* **WORK INSTRUCTION**
Copy out every line of the records where the string "instance" occurs.

* **DATA FOR REVIEW**
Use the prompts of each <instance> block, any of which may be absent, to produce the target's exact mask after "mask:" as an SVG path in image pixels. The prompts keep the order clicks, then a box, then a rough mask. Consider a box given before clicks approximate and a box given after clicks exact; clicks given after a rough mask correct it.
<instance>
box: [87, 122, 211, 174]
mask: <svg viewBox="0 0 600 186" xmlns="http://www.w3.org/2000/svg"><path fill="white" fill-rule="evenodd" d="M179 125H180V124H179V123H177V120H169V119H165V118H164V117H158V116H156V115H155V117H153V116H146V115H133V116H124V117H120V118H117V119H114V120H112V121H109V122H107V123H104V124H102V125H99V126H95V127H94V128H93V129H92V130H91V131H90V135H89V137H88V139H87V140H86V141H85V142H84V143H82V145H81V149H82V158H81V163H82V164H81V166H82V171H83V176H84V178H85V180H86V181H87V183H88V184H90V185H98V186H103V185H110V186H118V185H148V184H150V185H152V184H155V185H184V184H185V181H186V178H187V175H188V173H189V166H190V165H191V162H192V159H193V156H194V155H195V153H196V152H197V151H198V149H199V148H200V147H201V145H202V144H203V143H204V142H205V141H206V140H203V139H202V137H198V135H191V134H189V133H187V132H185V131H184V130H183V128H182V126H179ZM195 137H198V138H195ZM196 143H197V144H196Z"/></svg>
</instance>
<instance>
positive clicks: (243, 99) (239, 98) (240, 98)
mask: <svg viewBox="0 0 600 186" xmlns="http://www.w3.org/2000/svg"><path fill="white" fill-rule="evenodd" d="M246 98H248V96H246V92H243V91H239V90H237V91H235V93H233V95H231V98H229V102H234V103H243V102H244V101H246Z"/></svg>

* **SOLUTION FOR THIS EXERCISE**
Use the prompts of each <instance> block, any of which may be absent, to produce the target's exact mask after "mask:" as an SVG path in image pixels. The prompts keep the order clicks, then a box, then a rough mask. Consider a box given before clicks approximate and a box given after clicks exact; clicks given after a rough mask correct it.
<instance>
</instance>
<instance>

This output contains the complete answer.